YOUR INSTRUCTIONS: Rewrite the listing below, changing every "biggest circle" to "largest circle" and leaving everything else as it is.

Entries from a point annotation set
□ □ □

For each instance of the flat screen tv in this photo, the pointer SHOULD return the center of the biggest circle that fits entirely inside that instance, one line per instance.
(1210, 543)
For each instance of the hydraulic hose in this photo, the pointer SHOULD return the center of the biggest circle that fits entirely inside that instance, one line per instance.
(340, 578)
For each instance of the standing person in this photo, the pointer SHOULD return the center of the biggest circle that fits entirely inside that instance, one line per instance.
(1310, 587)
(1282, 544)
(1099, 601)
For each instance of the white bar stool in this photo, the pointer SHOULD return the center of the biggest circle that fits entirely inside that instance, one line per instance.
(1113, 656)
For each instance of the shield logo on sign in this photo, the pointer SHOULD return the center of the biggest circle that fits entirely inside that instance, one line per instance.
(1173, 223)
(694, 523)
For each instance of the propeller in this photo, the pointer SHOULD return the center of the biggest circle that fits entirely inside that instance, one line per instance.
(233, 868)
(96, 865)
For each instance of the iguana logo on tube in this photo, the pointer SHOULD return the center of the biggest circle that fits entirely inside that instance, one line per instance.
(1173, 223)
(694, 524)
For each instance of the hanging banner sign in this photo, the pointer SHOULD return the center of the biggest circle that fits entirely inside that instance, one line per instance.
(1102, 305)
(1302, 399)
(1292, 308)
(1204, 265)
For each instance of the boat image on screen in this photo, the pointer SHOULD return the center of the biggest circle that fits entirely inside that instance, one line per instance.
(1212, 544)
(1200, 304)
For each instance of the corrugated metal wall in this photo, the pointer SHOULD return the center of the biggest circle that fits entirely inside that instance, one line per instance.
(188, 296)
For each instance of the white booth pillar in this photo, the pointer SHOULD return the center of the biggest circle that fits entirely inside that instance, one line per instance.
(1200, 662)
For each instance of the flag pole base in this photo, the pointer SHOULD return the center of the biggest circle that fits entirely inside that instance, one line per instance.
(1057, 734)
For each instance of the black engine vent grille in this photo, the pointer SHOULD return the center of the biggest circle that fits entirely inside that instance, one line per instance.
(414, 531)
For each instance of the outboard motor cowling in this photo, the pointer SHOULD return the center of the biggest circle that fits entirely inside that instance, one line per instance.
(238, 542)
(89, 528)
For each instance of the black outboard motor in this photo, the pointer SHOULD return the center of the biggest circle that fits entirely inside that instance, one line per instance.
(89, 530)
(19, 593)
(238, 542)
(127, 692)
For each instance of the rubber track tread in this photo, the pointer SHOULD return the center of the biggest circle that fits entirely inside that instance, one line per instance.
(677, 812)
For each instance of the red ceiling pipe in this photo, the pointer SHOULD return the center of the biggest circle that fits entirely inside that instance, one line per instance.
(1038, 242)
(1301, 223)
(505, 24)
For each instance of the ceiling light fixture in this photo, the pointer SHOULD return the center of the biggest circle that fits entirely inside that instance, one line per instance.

□ □ □

EXERCISE SOLUTION:
For each instance of the flat screen tv in this photo, the pointer SHOULD return the center of the largest circle that fits entirely inside that instance, one line per instance.
(1210, 543)
For each instance of the hydraulic hose in this photo, the pointer SHOULD return the center of the largest circle that fits entirely inside that instance, one line per instance.
(340, 578)
For each instance of the standing person in this photo, the pointer SHOULD return the center of the largest circle that fits entirely inside that instance, one line per instance.
(1310, 587)
(1282, 544)
(1099, 601)
For each instance of the white bar stool in this photo, the pointer SHOULD return the center of the largest circle that fits entirely inside that instance, one line per instance.
(1113, 656)
For each instance of the shield logo on sign in this photo, the pointer SHOULD return the center of the largest circle that fits entirely inside that instance, one line per instance.
(1173, 223)
(694, 523)
For each instance of the propeller in this photo, the pointer SHOULD return the center of the largest circle that fits entirely inside that instance, one line per instance.
(233, 868)
(96, 865)
For each instance of the iguana logo on tube in this photo, the pointer SHOULD return the center of the largest circle that fits entirely inside that instance, one line per instance.
(1173, 223)
(694, 524)
For each instance of the hanging banner sign in this photo, the pointer SHOULD return the center of the largest circle that fits entirely inside that instance, one line per instance.
(1102, 305)
(1302, 399)
(1292, 308)
(1204, 265)
For each instance of the boat image on screen in this photo, the pointer SHOULD return the center of the largest circle that fits entirely inside that instance, one line per instance.
(1212, 544)
(1200, 304)
For each instance of the corrugated metal wall in this photo, the pointer SHOULD return the center of the largest circle that fits entirely inside that instance, one line per instance.
(188, 296)
For each instance of the white booth pillar in this photo, the pointer SHOULD return the center of the largest circle that fits entirely inside that instance, one line per instance.
(1200, 662)
For each instance of the flag pole base in this photo, the pointer SHOULD return the center of the largest circle that fits entirely inside that instance, one line per instance.
(1057, 734)
For each instance of the black engine vent grille in this photo, the pointer SHOULD return the center of the largest circle that fits entirely inside that instance, one line per instance.
(414, 531)
For each instance of the outboard motor cowling in this photo, the pointer SHOULD return the center of the largest circle that fits entirely inside that instance, one line per instance.
(238, 542)
(89, 528)
For each instance of the black outboard motor in this photo, the pointer SHOULD return the center of the largest circle that fits entirely inside that instance, one line per instance.
(89, 530)
(19, 593)
(238, 542)
(127, 692)
For each instance of the rubber track tread in this photo, the pointer SHOULD return the center of the largest circle that fits entirely inside that instance, one line per instance.
(677, 812)
For each instance of the red ceiling pipe in this photo, the pointer SHOULD return the center of the largest circle that fits entirely inside that instance, one line per instance.
(1038, 242)
(1301, 223)
(505, 24)
For each instance of the ceiling light fixture in this photo, the pointer SHOULD return the center of the largest circle that fits entirely inside that instance, one line per instance.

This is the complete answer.